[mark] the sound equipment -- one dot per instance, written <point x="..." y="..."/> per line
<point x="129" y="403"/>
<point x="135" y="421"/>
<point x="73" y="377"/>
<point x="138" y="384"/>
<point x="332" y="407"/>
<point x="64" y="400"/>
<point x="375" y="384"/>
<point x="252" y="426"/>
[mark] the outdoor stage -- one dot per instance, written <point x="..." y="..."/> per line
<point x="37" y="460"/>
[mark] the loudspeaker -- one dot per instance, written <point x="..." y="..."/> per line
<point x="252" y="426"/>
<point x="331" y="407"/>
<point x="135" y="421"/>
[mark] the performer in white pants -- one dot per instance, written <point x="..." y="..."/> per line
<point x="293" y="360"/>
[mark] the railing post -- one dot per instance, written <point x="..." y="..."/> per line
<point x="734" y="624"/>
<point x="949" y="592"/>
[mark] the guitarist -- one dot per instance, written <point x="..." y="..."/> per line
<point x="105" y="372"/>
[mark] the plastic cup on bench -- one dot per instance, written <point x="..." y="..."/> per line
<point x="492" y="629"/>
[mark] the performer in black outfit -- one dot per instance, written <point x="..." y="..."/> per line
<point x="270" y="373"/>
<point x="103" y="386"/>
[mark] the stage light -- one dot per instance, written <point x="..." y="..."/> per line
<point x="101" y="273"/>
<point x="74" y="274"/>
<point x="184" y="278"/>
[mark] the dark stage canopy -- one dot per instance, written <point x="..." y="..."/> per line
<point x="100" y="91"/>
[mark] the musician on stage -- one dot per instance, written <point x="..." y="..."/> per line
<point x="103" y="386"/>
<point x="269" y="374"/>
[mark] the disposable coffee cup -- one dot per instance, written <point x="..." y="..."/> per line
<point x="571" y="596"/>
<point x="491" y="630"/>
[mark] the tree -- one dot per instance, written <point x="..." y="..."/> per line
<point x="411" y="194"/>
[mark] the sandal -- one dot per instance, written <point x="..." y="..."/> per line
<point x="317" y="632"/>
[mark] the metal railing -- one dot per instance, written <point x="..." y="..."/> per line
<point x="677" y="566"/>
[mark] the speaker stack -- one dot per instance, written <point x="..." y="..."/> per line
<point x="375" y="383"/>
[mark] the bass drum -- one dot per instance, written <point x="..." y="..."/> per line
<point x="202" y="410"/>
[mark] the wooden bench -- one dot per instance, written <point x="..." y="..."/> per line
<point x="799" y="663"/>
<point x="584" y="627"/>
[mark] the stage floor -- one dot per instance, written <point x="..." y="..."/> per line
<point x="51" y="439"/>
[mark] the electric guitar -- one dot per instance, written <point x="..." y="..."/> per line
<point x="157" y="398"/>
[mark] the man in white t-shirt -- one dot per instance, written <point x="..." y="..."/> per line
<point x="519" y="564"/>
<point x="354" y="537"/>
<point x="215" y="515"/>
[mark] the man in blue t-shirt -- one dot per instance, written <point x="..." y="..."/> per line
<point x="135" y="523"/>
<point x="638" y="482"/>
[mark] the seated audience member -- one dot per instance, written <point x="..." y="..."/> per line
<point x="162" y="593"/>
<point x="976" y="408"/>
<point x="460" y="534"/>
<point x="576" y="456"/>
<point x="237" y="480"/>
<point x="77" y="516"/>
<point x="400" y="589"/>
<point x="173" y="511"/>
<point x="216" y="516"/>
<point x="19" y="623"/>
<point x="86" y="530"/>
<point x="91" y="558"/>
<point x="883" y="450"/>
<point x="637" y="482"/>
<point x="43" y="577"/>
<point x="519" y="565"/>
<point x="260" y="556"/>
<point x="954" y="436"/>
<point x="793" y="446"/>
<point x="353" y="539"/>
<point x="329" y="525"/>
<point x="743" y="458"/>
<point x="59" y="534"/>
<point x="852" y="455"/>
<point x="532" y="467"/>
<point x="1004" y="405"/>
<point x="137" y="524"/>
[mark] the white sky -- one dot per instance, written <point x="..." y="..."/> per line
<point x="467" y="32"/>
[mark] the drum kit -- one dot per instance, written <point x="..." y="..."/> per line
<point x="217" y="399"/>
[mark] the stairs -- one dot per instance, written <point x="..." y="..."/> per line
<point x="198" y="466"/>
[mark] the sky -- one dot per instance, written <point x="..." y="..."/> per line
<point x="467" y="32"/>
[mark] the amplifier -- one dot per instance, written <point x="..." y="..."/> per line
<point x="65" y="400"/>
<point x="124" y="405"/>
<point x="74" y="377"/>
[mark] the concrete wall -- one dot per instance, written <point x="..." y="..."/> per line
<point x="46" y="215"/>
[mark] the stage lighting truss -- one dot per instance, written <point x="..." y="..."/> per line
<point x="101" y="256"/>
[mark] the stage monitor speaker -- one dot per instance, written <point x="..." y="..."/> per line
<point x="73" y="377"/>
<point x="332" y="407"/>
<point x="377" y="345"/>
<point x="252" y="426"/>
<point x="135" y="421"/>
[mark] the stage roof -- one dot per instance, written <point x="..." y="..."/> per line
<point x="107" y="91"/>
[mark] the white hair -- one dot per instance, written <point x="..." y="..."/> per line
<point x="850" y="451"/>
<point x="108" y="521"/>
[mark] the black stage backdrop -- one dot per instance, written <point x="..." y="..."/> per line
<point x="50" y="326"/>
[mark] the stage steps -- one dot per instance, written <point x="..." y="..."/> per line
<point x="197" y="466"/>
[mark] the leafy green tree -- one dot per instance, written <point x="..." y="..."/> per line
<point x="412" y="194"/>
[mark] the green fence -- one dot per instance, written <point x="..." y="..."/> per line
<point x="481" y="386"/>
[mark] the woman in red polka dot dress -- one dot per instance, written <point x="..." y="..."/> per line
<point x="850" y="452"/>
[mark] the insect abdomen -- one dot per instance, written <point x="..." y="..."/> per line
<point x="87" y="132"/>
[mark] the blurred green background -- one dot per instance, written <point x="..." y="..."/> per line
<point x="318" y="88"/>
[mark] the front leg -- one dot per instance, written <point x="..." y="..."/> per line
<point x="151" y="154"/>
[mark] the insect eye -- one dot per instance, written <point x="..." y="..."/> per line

☆ ☆ ☆

EXERCISE: Starting at the line that contains "[mark] the woman", write out every line to the end of the entries, exactly as given.

WRITTEN ANSWER:
[mark] the woman in red polka dot dress -- one dot per instance, written <point x="..." y="..."/> per line
<point x="850" y="452"/>
[mark] the insect abdomen -- one dot per instance, written <point x="..." y="..."/> per line
<point x="87" y="132"/>
[mark] the blurred green background -- one dot per instance, written <point x="..." y="..."/> per line
<point x="318" y="88"/>
[mark] the front leg -- one dot per instance, written <point x="..." y="..."/> per line
<point x="151" y="154"/>
[mark] the insect eye -- one dot per instance, written <point x="..." y="..."/> per line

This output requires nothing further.